» **GIVEN INSTRUCTION**:
Copy out all of the material below with every "this picture" changed to "this image" and nothing else altered. Leave the pictures out of your copy.

Pointing records:

[BEGIN]

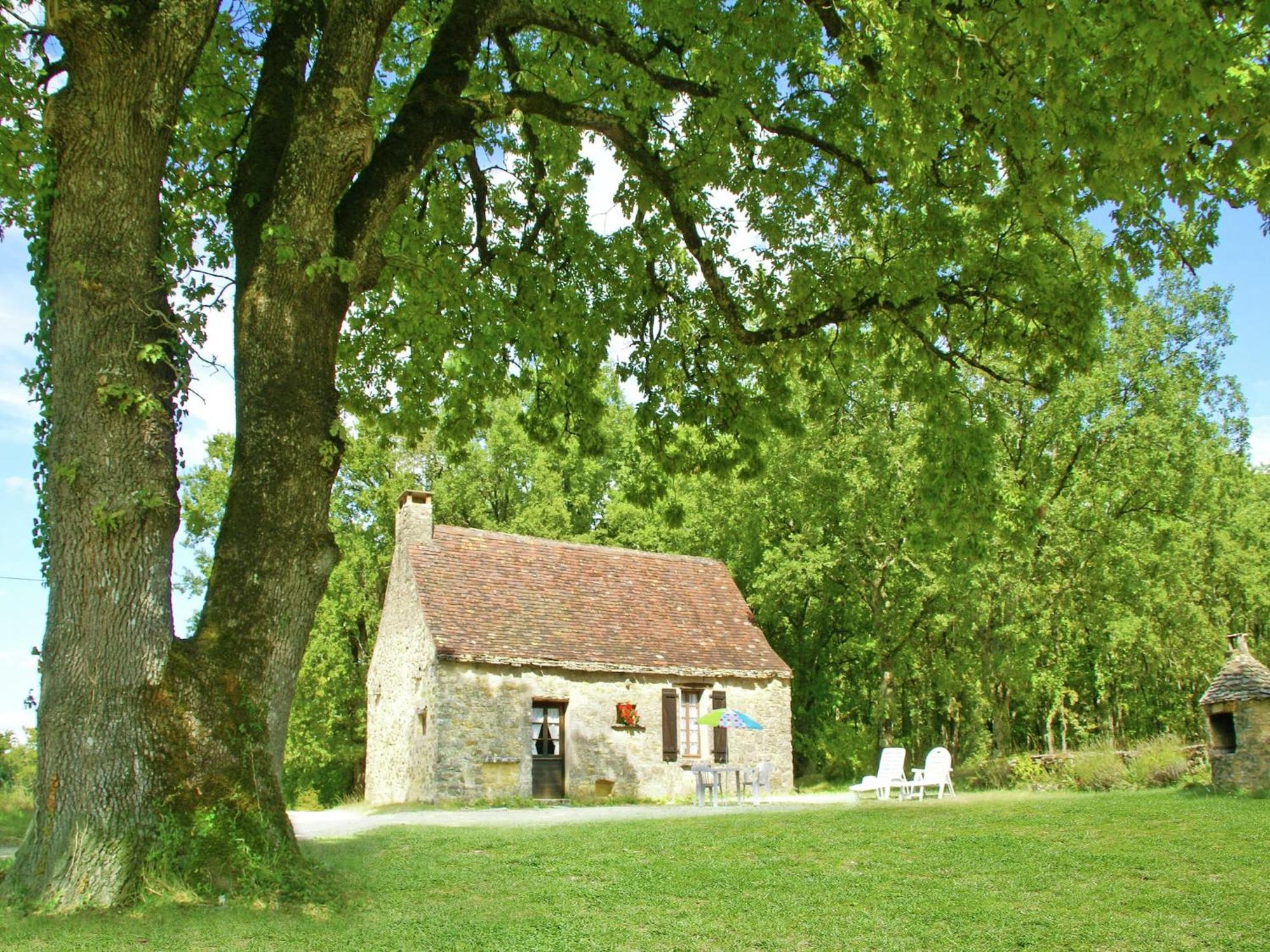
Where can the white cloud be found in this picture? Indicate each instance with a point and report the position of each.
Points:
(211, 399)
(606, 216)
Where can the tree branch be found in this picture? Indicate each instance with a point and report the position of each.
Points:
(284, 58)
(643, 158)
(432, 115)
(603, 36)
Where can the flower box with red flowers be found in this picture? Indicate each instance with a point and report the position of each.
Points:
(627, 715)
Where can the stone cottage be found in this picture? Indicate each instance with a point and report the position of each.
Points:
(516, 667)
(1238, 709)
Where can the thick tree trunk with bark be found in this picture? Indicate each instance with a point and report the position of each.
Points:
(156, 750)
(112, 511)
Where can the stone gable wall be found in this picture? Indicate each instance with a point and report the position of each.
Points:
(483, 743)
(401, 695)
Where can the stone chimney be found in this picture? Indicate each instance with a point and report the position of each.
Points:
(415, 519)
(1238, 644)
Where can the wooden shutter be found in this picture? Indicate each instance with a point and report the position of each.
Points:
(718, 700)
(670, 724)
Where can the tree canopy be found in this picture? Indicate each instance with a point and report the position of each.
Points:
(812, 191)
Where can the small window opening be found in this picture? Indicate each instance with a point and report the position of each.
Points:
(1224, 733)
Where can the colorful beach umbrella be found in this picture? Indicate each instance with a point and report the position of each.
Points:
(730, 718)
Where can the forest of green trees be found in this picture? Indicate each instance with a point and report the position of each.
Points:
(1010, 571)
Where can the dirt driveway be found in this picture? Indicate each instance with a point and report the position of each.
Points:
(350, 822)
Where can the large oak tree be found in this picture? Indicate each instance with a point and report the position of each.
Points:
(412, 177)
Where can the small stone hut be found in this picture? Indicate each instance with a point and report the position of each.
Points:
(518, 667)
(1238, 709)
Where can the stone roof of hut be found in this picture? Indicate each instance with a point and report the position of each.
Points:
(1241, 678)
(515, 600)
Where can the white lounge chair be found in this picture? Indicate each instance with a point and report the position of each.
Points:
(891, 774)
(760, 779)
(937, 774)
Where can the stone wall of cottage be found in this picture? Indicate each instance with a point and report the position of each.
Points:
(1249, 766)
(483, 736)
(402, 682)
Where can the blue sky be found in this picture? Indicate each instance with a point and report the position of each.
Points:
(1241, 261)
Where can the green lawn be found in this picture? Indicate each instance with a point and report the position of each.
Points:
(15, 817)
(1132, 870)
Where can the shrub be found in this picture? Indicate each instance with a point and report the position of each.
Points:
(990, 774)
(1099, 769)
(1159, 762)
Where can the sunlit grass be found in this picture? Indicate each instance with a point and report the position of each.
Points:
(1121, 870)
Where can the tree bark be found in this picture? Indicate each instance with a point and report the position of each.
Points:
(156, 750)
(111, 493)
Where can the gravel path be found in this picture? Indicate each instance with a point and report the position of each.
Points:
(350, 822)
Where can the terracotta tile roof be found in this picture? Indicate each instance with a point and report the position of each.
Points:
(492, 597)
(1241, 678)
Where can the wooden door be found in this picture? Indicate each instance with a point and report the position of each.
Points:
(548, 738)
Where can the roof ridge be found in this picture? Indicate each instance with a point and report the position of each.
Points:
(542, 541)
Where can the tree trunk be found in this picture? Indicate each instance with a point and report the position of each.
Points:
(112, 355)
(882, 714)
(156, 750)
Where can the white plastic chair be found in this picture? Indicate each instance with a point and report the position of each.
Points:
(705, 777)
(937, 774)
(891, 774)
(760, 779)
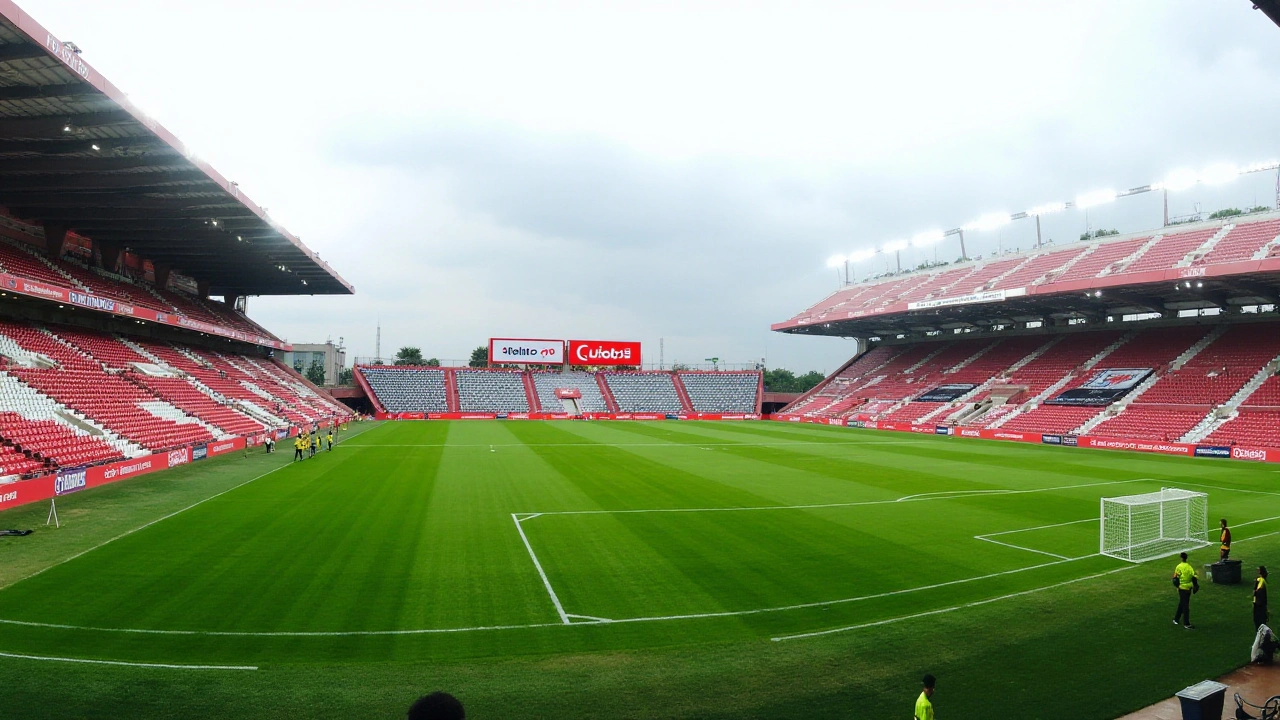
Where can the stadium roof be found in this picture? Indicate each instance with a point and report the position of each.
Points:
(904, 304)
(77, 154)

[END]

» **THE RESULT**:
Where can the white cloud be found in this image? Indicate each instance with a point and report the position of each.
Points:
(211, 399)
(606, 216)
Where can the tree branch be found in this image? Indicate each instance with a point and report the position of each.
Points:
(284, 58)
(643, 158)
(432, 115)
(603, 36)
Where can the flower box with red flowers be found in this image? Indicate each instance with a point and report the position of each.
Points:
(627, 715)
Where can the stone cottage be found in this image? Indicate each instance with a point and report the position of each.
Points:
(516, 667)
(1238, 709)
Where can the thick tree trunk with bark be found in this image? Indicate each instance with a point and report the position of each.
Points:
(156, 750)
(112, 511)
Where can the stone gable wall be found in this image? Indicate each instance with a point and report the position of each.
Points:
(483, 743)
(401, 695)
Where can the stone chimney be found in this image? Indicate each instance with a point and report the position of each.
Points:
(415, 519)
(1238, 644)
Where can the wooden shutter be found in this image? Indicate each instance with a point and report the position of each.
Points:
(718, 700)
(670, 724)
Where can the tree canopy be found in this image? Indicate each instance with a point and report the position of each.
Points:
(812, 191)
Where can the small window opening be found in this image? Indicate each instance with a point and report the position of each.
Points:
(1224, 733)
Where can the colorful beach umbrella be found in this image? Indicate each instance with a point and report the position of each.
Points:
(730, 718)
Where can the forest of green trees be found in this image? Indicate each instance with a point and report the position of each.
Points:
(1010, 571)
Where can the dirt driveway be found in this image? Indicate each instance with a point and report the position of each.
Points:
(350, 822)
Where can the large oak tree be found in this image? Indicate each instance with a point and report the position of each.
Points:
(412, 177)
Where can the small stone hut be found in this image? Indicate each instance with a point and report the position of each.
Points:
(518, 667)
(1238, 709)
Where can the stone roof of hut be found in this image? Indicate each instance with a point and report the position of each.
Points:
(1241, 678)
(515, 600)
Where can the white lounge chair be found in this image? Indicate each instance with a point and report the position of each.
Points:
(891, 774)
(760, 779)
(937, 774)
Where can the stone wall of cottage be found in this image? Indicate each instance with a point and report the position of each.
Points:
(1249, 766)
(483, 736)
(402, 682)
Where can the blue sky be found in this image? Indicate each instance with a point and report the position of each.
Points:
(1241, 261)
Where can the green lawn be found in this image? Indicate each instance with a point and report the position of each.
Points:
(15, 817)
(1132, 870)
Where can the shrub be found in this image? Indicate each instance with a point and report the position of each.
Points:
(990, 774)
(1099, 769)
(1159, 762)
Where can the sunlit grass be found in this image? Indicate each instance with a point and report the position of each.
Points:
(1121, 870)
Where can the tree bark be found in this image? Indicate each instance with a point and report the position of each.
Points:
(156, 750)
(111, 493)
Where can the gravel path be found in this image? Indicate each instance with a point and report the position of each.
Points:
(350, 822)
Where can the terracotta tile roof be found in this image? Indicate each instance with a point and report the position of each.
Points:
(492, 597)
(1241, 678)
Where can the wooden door be found in this image? Indicate each instance with a point and report the position of each.
Points:
(548, 738)
Where can the roof ridge be found in this image? Indicate each instance with a point and report the position of each.
Points:
(542, 541)
Where can the tree trunk be found in this image? Indicate each instance with a point and report the position of each.
Points:
(112, 355)
(882, 714)
(156, 750)
Where can the white plastic chair be found in this image? Indicate each instance with a point and report the position of each.
Points:
(705, 777)
(937, 774)
(891, 774)
(760, 779)
Where can the stadium roof be found in this image? Indicate each instance with a point and report the position of each.
Points:
(904, 304)
(77, 154)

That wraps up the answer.